Exercise materials >>
++++
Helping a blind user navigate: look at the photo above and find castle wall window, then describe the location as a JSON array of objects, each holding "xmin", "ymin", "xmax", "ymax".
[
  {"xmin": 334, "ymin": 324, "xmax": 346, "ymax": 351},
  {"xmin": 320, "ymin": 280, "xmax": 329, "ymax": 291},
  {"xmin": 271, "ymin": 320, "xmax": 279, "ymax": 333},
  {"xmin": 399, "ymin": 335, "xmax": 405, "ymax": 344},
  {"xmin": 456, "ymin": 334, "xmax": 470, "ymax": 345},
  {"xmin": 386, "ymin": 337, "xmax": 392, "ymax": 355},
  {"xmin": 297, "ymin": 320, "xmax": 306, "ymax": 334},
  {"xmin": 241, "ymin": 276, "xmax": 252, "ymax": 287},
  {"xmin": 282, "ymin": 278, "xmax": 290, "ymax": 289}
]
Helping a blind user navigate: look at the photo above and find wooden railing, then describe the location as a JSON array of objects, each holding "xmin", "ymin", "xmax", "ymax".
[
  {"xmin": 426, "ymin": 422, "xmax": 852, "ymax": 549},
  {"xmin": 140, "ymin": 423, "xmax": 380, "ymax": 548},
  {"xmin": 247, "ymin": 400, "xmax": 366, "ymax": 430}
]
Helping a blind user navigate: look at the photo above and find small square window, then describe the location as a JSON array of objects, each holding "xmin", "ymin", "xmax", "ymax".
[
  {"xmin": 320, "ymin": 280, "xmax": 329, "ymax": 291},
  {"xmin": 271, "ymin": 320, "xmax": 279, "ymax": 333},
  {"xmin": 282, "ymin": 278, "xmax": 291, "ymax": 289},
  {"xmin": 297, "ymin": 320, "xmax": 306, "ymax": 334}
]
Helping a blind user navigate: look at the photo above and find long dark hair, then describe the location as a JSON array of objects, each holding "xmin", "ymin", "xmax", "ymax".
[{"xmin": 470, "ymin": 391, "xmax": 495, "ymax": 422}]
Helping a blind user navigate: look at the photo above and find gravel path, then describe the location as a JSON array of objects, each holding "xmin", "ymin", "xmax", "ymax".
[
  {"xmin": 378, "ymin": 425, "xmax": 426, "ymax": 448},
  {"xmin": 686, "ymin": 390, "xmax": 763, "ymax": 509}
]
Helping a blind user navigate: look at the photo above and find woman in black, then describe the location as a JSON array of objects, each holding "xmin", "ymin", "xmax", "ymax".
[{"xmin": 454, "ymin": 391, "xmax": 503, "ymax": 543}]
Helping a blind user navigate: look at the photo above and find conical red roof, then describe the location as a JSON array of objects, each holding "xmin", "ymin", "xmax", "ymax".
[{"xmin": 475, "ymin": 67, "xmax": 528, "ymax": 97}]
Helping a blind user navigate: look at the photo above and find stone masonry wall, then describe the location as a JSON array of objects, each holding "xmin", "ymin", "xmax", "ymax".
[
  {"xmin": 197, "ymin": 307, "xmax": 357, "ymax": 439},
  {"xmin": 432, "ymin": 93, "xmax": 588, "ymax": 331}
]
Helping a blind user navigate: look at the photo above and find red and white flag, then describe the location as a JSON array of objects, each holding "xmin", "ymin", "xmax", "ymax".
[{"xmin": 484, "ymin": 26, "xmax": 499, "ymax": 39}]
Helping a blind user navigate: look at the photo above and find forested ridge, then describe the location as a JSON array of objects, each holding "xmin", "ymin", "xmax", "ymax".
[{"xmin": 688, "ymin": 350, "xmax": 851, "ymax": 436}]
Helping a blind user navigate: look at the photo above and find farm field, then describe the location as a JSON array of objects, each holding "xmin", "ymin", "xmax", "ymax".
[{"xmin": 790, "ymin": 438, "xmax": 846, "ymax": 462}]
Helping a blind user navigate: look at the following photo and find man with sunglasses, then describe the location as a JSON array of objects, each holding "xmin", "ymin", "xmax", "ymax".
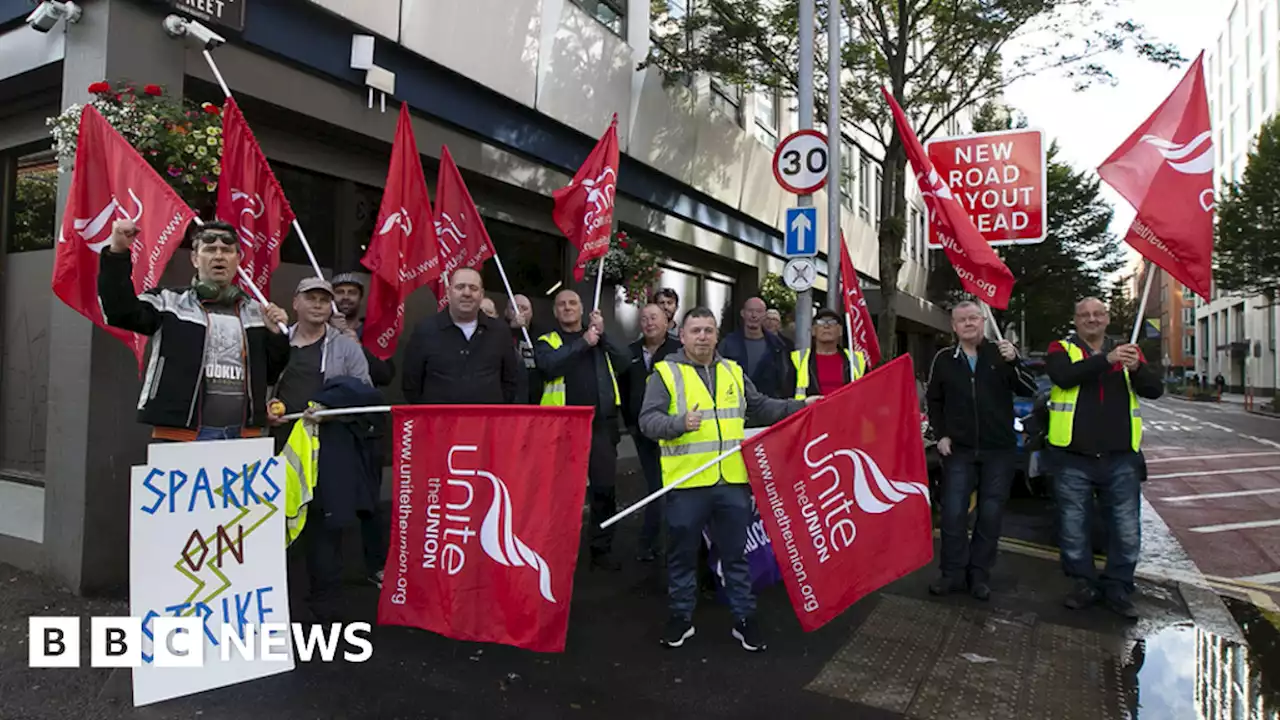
[
  {"xmin": 98, "ymin": 218, "xmax": 291, "ymax": 442},
  {"xmin": 785, "ymin": 308, "xmax": 867, "ymax": 399}
]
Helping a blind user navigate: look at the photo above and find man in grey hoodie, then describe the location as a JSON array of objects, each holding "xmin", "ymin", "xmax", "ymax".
[{"xmin": 640, "ymin": 307, "xmax": 819, "ymax": 653}]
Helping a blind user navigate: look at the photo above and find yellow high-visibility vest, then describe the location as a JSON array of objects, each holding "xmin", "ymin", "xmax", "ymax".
[
  {"xmin": 790, "ymin": 348, "xmax": 867, "ymax": 399},
  {"xmin": 653, "ymin": 359, "xmax": 749, "ymax": 489},
  {"xmin": 537, "ymin": 331, "xmax": 621, "ymax": 407},
  {"xmin": 1047, "ymin": 340, "xmax": 1143, "ymax": 451},
  {"xmin": 281, "ymin": 415, "xmax": 319, "ymax": 547}
]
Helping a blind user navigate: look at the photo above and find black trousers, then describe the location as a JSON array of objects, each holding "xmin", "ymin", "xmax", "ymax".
[{"xmin": 588, "ymin": 420, "xmax": 619, "ymax": 556}]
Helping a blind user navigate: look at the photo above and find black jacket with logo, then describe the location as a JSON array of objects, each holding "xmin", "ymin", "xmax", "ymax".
[
  {"xmin": 926, "ymin": 341, "xmax": 1038, "ymax": 451},
  {"xmin": 97, "ymin": 249, "xmax": 291, "ymax": 431}
]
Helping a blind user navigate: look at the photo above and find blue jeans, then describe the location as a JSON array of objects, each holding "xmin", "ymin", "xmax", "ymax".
[
  {"xmin": 939, "ymin": 447, "xmax": 1015, "ymax": 584},
  {"xmin": 633, "ymin": 432, "xmax": 664, "ymax": 552},
  {"xmin": 667, "ymin": 484, "xmax": 753, "ymax": 621},
  {"xmin": 1051, "ymin": 449, "xmax": 1143, "ymax": 596},
  {"xmin": 195, "ymin": 425, "xmax": 243, "ymax": 441}
]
++++
Work instructions >> Would you restate all of the data above word for word, omitting the pictures?

Response box >>
Helping a blind user navigate: look at the photo above and find castle wall window, then describe the location as a JSON array of objects, each holding "xmin", "ymin", "xmax", "ymax".
[
  {"xmin": 334, "ymin": 324, "xmax": 346, "ymax": 351},
  {"xmin": 320, "ymin": 280, "xmax": 329, "ymax": 291},
  {"xmin": 271, "ymin": 320, "xmax": 279, "ymax": 333},
  {"xmin": 399, "ymin": 335, "xmax": 405, "ymax": 344},
  {"xmin": 456, "ymin": 334, "xmax": 470, "ymax": 345},
  {"xmin": 386, "ymin": 337, "xmax": 392, "ymax": 355},
  {"xmin": 297, "ymin": 320, "xmax": 306, "ymax": 334},
  {"xmin": 241, "ymin": 276, "xmax": 252, "ymax": 287},
  {"xmin": 282, "ymin": 278, "xmax": 290, "ymax": 289}
]
Helping a blind user navigate: look at the photo above and find wooden railing, then describe the location as a JSON array of objects, each holding "xmin", "ymin", "xmax", "ymax".
[
  {"xmin": 426, "ymin": 422, "xmax": 852, "ymax": 549},
  {"xmin": 140, "ymin": 423, "xmax": 380, "ymax": 548},
  {"xmin": 247, "ymin": 400, "xmax": 366, "ymax": 430}
]
Helping a blind user navigate: look at the photo above and find small square window, then describe the location as a JSON array of objects, each holding "xmin", "ymin", "xmax", "ymax".
[
  {"xmin": 320, "ymin": 280, "xmax": 329, "ymax": 291},
  {"xmin": 271, "ymin": 320, "xmax": 279, "ymax": 333},
  {"xmin": 282, "ymin": 278, "xmax": 291, "ymax": 289},
  {"xmin": 297, "ymin": 320, "xmax": 306, "ymax": 334}
]
Helping a blind user navigate: look at the photo above and find long dark hair, then describe the location as a JSON array of objects, each holding "xmin", "ymin", "xmax", "ymax".
[{"xmin": 470, "ymin": 391, "xmax": 495, "ymax": 422}]
Helping a blind user navigate: look at the photo above and find gravel path, then describe the location as a JSON array of objects, each holding "xmin", "ymin", "xmax", "ymax".
[
  {"xmin": 378, "ymin": 425, "xmax": 426, "ymax": 448},
  {"xmin": 686, "ymin": 390, "xmax": 763, "ymax": 509}
]
Helping a blind user navigate: look at the photo above and find woman in black, then describe the location as a JSON array of objects, each holding "xmin", "ymin", "xmax", "ymax".
[{"xmin": 454, "ymin": 391, "xmax": 503, "ymax": 543}]
Helping a blind user navigate: look at the photo above and find conical red roof, then describe the location as a JSON array of objects, each holding "xmin", "ymin", "xmax", "ymax".
[{"xmin": 475, "ymin": 67, "xmax": 528, "ymax": 97}]
Helping a blind user navigate: look at the photo above and find stone masonry wall, then describe the location as a JSON array of objects, each holding "xmin", "ymin", "xmax", "ymax".
[
  {"xmin": 197, "ymin": 307, "xmax": 357, "ymax": 439},
  {"xmin": 432, "ymin": 93, "xmax": 588, "ymax": 331}
]
Helping a blind user navigate: look at the photo above and find red and white flag, then describe the location as a JSON array of objects, each holding "xmin", "ymin", "xmax", "ymax".
[{"xmin": 484, "ymin": 26, "xmax": 499, "ymax": 39}]
Helping a blind user navigate: look at the photo above and find forested ridge, then describe the location as a JSON array of objects, each holding "xmin", "ymin", "xmax", "ymax".
[{"xmin": 688, "ymin": 350, "xmax": 851, "ymax": 436}]
Helping a blind user navigate: look at the photo above and find farm field, then describe the location as a JSON array of objects, each holding "xmin", "ymin", "xmax", "ymax".
[{"xmin": 790, "ymin": 438, "xmax": 846, "ymax": 462}]
Helping a blind user navigate: look at the following photo and find man with sunglasses, then describe the location as a JSON array of objects, each holding "xmin", "ymin", "xmax", "ymax".
[
  {"xmin": 98, "ymin": 218, "xmax": 291, "ymax": 442},
  {"xmin": 785, "ymin": 308, "xmax": 867, "ymax": 399}
]
Helping a blind user navigate: look at the photo above and find man in grey hoodie, then describe the location as a JSON array of objects, each holding "xmin", "ymin", "xmax", "ymax".
[{"xmin": 640, "ymin": 307, "xmax": 819, "ymax": 653}]
Helping a blind user navigate: look at the photo above and find yellow high-visibility vest, then describe the location as a JSON array of objects, each holding "xmin", "ymin", "xmax", "ymax".
[
  {"xmin": 790, "ymin": 348, "xmax": 867, "ymax": 399},
  {"xmin": 653, "ymin": 359, "xmax": 749, "ymax": 489},
  {"xmin": 537, "ymin": 331, "xmax": 621, "ymax": 407},
  {"xmin": 1047, "ymin": 340, "xmax": 1143, "ymax": 451},
  {"xmin": 281, "ymin": 415, "xmax": 319, "ymax": 547}
]
Helping a blind user navigate: look at the photo above and find black trousers, then describe the location as a JSON array of objects, each holding "xmin", "ymin", "xmax", "ymax".
[{"xmin": 588, "ymin": 420, "xmax": 619, "ymax": 556}]
Helping a blind user navigate: look at the photo above and find black jacket with logo, then describe the location as a JSON array of objects, each holding "xmin", "ymin", "xmax", "ymax".
[
  {"xmin": 926, "ymin": 341, "xmax": 1038, "ymax": 451},
  {"xmin": 97, "ymin": 249, "xmax": 291, "ymax": 431}
]
Helping a blind user navigate: look at the photo above and find blue jeans, then describe the location as a JSON array of objects, each holding "xmin", "ymin", "xmax", "ymax".
[
  {"xmin": 939, "ymin": 447, "xmax": 1015, "ymax": 584},
  {"xmin": 633, "ymin": 432, "xmax": 664, "ymax": 552},
  {"xmin": 667, "ymin": 484, "xmax": 753, "ymax": 621},
  {"xmin": 1051, "ymin": 449, "xmax": 1143, "ymax": 596},
  {"xmin": 195, "ymin": 425, "xmax": 243, "ymax": 441}
]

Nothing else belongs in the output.